──────── TASK INPUT ────────
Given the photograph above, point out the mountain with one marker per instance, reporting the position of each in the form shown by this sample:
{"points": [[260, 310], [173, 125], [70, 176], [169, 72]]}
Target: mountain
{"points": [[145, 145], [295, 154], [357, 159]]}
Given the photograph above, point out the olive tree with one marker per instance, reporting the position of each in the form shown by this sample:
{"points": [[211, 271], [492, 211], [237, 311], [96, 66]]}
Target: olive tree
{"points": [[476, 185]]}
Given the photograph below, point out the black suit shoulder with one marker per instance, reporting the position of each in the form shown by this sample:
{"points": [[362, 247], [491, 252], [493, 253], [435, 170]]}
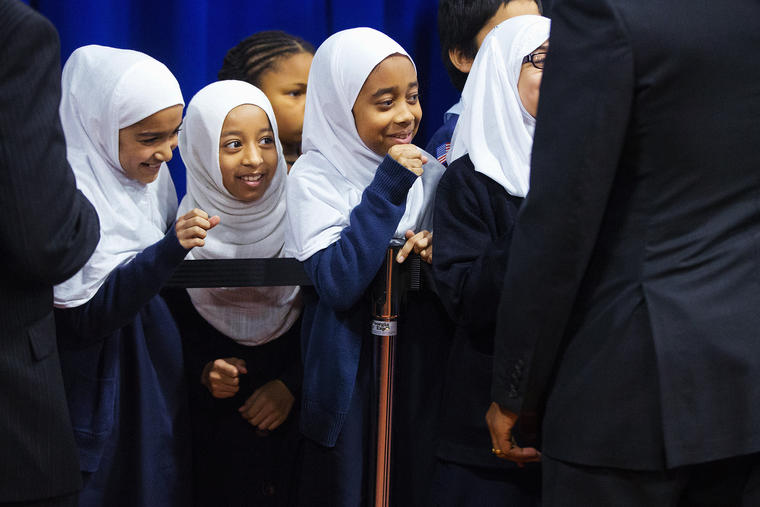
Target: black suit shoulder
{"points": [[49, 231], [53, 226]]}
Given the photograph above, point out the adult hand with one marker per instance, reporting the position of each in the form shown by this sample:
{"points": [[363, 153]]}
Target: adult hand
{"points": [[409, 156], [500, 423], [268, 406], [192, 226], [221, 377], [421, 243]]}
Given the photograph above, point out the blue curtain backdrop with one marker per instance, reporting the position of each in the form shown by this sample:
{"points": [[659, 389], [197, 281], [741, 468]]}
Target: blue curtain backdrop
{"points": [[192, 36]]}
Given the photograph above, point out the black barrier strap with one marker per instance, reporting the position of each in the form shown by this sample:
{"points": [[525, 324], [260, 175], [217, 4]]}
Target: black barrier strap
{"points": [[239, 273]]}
────────
→ **TASK DETAILS**: Could you return the whole listing exactly, images excluded?

→ **ANSWER TO THE EXERCISE**:
Given the photograph above, point out the mountain with one marker per instance, reporting the position of each in the form shown by this sample:
{"points": [[260, 310], [173, 125], [70, 176], [169, 72]]}
Target: mountain
{"points": [[145, 145], [295, 154], [357, 159]]}
Given the photograph above, point out the olive tree with one marker per instance, reporting the position of each in the form shown by this sample:
{"points": [[211, 271], [492, 211], [237, 311], [96, 66]]}
Target: olive tree
{"points": [[476, 185]]}
Given the photograph below, point out the black suit shoulder with one marker per instance, reporting the position of each in the form shown by this sample:
{"points": [[362, 247], [491, 252], [493, 253], [435, 170]]}
Target: black suit shoulder
{"points": [[49, 231], [53, 226]]}
Given the photograph above, point out the adult hand with one marker per instance, reporting the position of each in the form shown by this sample:
{"points": [[363, 153]]}
Target: adult hand
{"points": [[409, 156], [500, 423], [268, 406], [192, 226], [221, 377], [421, 243]]}
Given the photograph above, point out the blue curtain backdrop with one marker per instance, reporting the position of each in the form shown by this sample:
{"points": [[659, 389], [197, 281], [741, 468]]}
Target: blue curtain backdrop
{"points": [[192, 36]]}
Given the photograph above, point out the black barrier strap with one marker per instance, reporting the position of each in the form shown by this sample:
{"points": [[525, 324], [260, 175], [217, 4]]}
Target: black barrier strap
{"points": [[239, 273]]}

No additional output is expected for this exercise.